> [Texto apresentado]:
------------------------
Pesquisadores do Instituto de Ciências Biológicas da Universidade Federal de Minas Gerais (ICB/UFMG) acabam de dar mais um passo na elaboração da nova vacina contra a brucelose, mal que atinge rebanhos do mundo inteiro e, só no Brasil, gera prejuízos de cerca de US$ 30 milhões por ano. Os cientistas identificaram, na bactéria que causa a doença, a estrutura que desencadeia a resposta do sistema imunológico do hospedeiro.
A brucelose é causada pela bactéria Brucella abortus (foto)
A brucelose atinge bois, porcos, cabras e outros animais de criação. Ela causa aborto e infertilidade no gado e pode ser transmitida para o homem pela ingestão de leite ou derivados contaminados. Como a vacina atual contém bactérias vivas atenuadas e só pode ser ministrada a fêmeas de três a oito meses de idade, fêmeas adultas e machos correm o risco de desenvolver a infecção. Por isso, a principal forma de conter a propagação da doença é o abate dos animais infectados.
Em busca de uma vacina universal que auxilie na prevenção e erradicação dessa zoonose (doença transmitida ao homem por animais), o grupo desvendou a estrutura do lipopolissacarídeo (LPS) presente na superfície da Brucella abortus , bactéria causadora da infecção. Os cientistas descobriram também a quais receptores essa molécula se liga no sistema imunológico do hospedeiro.
------------------------
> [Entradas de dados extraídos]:
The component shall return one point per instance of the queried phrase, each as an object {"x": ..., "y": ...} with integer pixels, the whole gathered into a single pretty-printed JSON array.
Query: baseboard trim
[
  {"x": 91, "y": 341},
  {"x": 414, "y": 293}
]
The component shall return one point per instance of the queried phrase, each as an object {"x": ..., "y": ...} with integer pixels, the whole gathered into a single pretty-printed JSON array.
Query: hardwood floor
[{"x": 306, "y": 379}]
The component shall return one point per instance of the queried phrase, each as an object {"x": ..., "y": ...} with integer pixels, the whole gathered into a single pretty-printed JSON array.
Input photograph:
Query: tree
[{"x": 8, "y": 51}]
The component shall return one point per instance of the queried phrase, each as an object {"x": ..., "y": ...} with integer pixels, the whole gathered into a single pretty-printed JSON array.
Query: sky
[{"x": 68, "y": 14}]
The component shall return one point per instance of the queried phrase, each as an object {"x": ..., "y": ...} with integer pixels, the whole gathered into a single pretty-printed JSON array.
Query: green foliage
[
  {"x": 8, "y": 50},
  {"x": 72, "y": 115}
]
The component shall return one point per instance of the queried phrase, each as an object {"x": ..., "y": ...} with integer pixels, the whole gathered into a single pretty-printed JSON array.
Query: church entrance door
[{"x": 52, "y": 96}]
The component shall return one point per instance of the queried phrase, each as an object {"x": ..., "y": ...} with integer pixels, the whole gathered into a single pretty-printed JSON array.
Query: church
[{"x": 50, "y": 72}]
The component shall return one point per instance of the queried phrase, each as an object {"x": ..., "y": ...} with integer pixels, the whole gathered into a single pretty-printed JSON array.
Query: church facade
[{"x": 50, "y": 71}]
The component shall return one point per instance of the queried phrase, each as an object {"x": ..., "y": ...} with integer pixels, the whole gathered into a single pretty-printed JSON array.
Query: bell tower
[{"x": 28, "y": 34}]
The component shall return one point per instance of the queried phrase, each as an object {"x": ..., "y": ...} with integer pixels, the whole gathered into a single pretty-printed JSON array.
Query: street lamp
------------------------
> [O que fazer]: Copie, sem alterações, o trecho do texto sobre a vacina contra a brucelose que começa em "A brucelose é" e segue até "dos animais infectados.".

> [Resposta esperada]:
A brucelose é causada pela bactéria Brucella abortus (foto)
A brucelose atinge bois, porcos, cabras e outros animais de criação. Ela causa aborto e infertilidade no gado e pode ser transmitida para o homem pela ingestão de leite ou derivados contaminados. Como a vacina atual contém bactérias vivas atenuadas e só pode ser ministrada a fêmeas de três a oito meses de idade, fêmeas adultas e machos correm o risco de desenvolver a infecção. Por isso, a principal forma de conter a propagação da doença é o abate dos animais infectados.